↓↓↓

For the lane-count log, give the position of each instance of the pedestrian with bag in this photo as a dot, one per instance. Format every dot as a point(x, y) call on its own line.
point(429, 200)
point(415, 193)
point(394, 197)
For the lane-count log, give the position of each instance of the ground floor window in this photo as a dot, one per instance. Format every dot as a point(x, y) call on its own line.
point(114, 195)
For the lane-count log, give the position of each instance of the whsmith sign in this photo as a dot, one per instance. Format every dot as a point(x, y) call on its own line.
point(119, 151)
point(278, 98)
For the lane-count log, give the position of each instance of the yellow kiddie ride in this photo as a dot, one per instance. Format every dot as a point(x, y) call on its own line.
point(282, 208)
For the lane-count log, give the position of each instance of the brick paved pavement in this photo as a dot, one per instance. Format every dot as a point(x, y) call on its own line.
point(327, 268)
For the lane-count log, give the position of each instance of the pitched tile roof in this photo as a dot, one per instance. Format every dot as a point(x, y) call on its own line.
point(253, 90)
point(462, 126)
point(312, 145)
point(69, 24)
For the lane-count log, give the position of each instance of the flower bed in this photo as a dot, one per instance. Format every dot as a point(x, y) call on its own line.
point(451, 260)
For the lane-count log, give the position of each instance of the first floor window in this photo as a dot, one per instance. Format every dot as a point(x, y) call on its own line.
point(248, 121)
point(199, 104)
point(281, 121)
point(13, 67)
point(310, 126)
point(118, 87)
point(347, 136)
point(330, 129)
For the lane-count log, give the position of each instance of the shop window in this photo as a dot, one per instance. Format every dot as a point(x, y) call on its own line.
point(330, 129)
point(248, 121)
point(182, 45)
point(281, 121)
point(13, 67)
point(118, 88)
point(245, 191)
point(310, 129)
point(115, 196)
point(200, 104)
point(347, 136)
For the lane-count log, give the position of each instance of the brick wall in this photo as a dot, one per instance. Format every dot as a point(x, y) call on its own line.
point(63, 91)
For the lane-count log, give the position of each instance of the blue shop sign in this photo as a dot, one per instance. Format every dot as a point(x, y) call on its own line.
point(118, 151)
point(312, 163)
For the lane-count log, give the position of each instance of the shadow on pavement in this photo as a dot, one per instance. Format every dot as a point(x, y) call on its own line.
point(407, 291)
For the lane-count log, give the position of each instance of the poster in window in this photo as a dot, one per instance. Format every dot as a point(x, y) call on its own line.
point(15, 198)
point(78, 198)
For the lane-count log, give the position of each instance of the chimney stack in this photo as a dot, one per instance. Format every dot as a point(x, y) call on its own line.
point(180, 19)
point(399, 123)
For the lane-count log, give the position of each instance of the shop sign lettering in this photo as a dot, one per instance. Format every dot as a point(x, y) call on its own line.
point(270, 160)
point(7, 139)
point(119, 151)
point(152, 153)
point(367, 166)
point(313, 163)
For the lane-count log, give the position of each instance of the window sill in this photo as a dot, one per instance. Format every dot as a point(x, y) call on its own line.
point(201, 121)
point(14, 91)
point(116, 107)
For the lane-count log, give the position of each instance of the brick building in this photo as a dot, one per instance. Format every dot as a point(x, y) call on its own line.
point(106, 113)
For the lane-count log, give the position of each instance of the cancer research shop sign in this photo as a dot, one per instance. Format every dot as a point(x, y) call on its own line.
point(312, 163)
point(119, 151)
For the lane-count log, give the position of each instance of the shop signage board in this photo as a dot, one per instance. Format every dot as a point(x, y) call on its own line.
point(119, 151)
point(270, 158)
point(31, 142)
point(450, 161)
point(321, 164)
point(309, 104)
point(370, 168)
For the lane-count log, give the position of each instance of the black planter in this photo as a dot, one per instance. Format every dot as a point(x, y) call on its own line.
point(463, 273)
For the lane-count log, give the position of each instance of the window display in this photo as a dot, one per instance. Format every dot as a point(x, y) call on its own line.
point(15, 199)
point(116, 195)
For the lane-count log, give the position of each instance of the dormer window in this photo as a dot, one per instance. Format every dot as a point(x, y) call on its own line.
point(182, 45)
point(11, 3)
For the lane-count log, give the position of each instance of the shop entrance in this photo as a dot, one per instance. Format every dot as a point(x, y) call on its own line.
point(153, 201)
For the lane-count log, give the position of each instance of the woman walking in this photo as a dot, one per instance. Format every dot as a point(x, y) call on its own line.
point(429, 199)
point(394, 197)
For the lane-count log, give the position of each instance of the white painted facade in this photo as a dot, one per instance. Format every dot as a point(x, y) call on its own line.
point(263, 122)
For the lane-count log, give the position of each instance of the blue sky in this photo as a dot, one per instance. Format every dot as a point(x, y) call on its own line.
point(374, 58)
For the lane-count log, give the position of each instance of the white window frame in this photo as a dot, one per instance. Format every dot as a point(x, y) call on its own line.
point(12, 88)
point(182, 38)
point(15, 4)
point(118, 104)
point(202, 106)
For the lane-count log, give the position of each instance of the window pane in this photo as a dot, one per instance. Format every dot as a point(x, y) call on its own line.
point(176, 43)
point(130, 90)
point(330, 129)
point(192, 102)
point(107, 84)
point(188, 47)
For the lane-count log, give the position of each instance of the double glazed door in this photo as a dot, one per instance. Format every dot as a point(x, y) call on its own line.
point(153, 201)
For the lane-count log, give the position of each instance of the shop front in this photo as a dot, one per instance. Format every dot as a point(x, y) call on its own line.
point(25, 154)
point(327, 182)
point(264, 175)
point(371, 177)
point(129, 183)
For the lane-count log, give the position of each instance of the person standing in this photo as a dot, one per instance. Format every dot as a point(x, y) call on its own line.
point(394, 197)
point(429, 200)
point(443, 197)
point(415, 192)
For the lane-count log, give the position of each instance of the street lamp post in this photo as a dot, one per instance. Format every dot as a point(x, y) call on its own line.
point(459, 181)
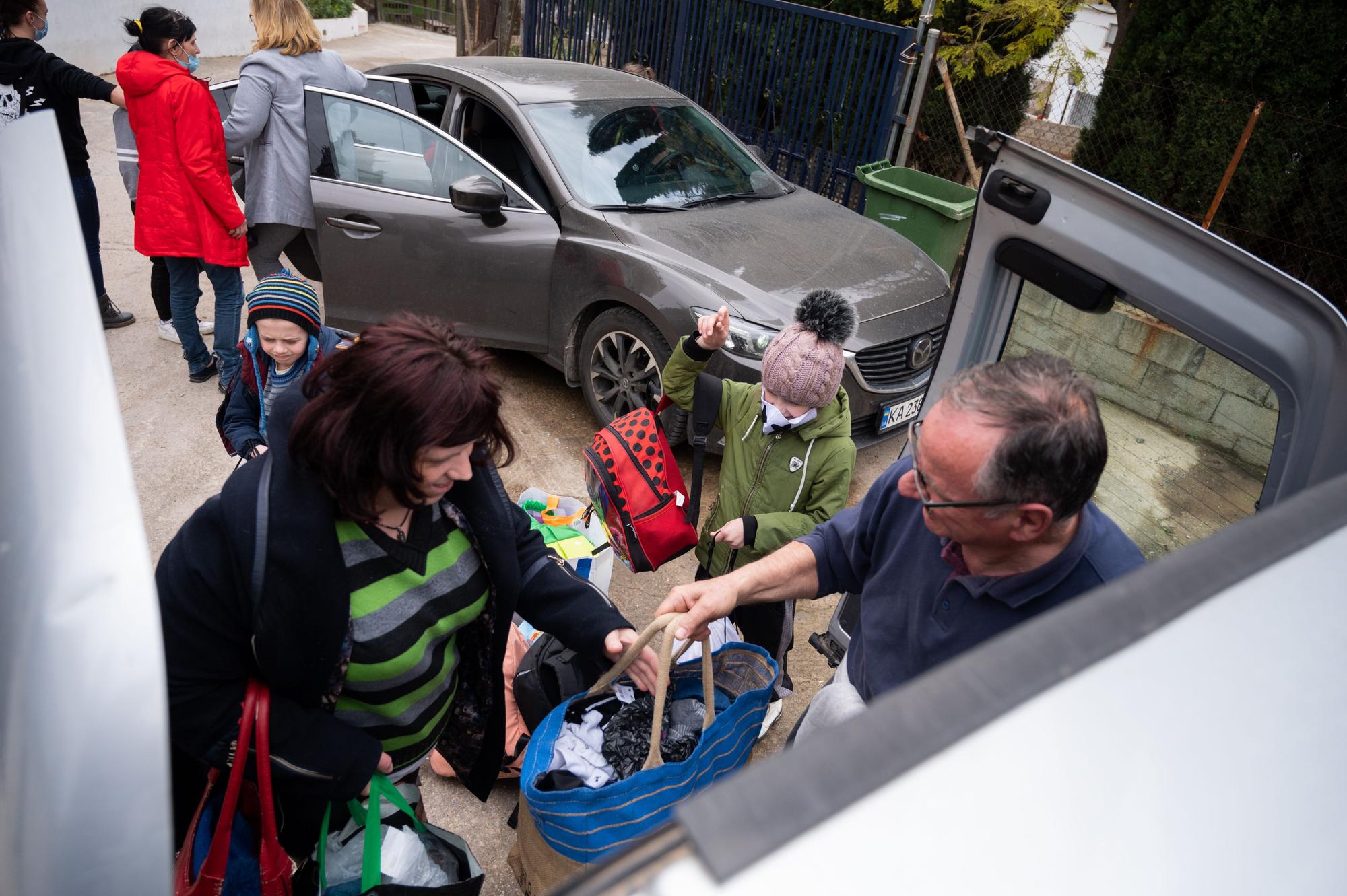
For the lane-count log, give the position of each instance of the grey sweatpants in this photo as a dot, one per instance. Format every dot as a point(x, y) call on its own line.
point(271, 240)
point(834, 704)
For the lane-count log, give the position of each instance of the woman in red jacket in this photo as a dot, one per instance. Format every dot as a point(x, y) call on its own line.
point(187, 210)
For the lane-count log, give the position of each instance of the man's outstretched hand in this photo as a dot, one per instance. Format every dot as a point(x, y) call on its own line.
point(646, 669)
point(702, 602)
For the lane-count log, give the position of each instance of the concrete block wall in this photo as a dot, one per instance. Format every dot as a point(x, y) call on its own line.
point(1155, 372)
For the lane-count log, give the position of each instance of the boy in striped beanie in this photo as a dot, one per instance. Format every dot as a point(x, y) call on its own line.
point(286, 338)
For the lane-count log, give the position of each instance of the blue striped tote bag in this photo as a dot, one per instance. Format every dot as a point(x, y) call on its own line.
point(569, 829)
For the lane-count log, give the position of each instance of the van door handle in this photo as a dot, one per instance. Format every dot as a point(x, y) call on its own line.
point(1019, 197)
point(346, 223)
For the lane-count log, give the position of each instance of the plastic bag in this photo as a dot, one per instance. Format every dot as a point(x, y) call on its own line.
point(570, 512)
point(403, 859)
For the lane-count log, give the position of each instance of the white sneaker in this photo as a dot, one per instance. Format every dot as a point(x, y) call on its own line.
point(774, 712)
point(169, 334)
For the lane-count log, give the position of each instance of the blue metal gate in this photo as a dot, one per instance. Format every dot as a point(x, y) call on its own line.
point(817, 90)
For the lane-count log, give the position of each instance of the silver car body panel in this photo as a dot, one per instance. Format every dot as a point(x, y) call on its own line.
point(84, 710)
point(1191, 755)
point(1267, 322)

↑↑↑

-- TASK TO CARRY OUT --
Please rescale the rows from the line with "the shop window" to the line with "point(399, 123)", both included, and give them again with the requests unchanged. Multiply every point coordinate in the answers by 0.2 and round each to a whole number, with halves rounded up.

-- EXPECTED OUTPUT --
For the lane-count log, give the position of each instance of the shop window in this photo as a dot, one per instance. Format every dot as a point(x, y) call on its own line.
point(66, 26)
point(50, 24)
point(36, 9)
point(56, 24)
point(3, 13)
point(24, 18)
point(49, 38)
point(62, 26)
point(23, 39)
point(40, 21)
point(69, 27)
For the lane-count log, give the position of each instance of the brick wall in this photo as a dot, one per instance. Format every dot as a point(x, y) call on its own line.
point(13, 18)
For the lane-count log, give the position of each instance of the blue shop sign in this photo as a dot, one per instance. Format every dot as a point(x, y) call on its own line.
point(24, 30)
point(62, 33)
For the lane-count log, give the position of each instance of the shadow on pavement in this photo as a dot, one per instance. Format every dot as a point(x, y) call on its own line.
point(81, 58)
For the lane-count log, give the position of each instance of the poster in window in this photo as a dot, one per instance. Format every dot as a point(x, y) call on its own line.
point(3, 40)
point(16, 40)
For the lane-count log, give the position of each instance of the chimney stack in this photo as a dot, one per instance. Format every dot as a point(x, y) call on its own line.
point(36, 4)
point(80, 25)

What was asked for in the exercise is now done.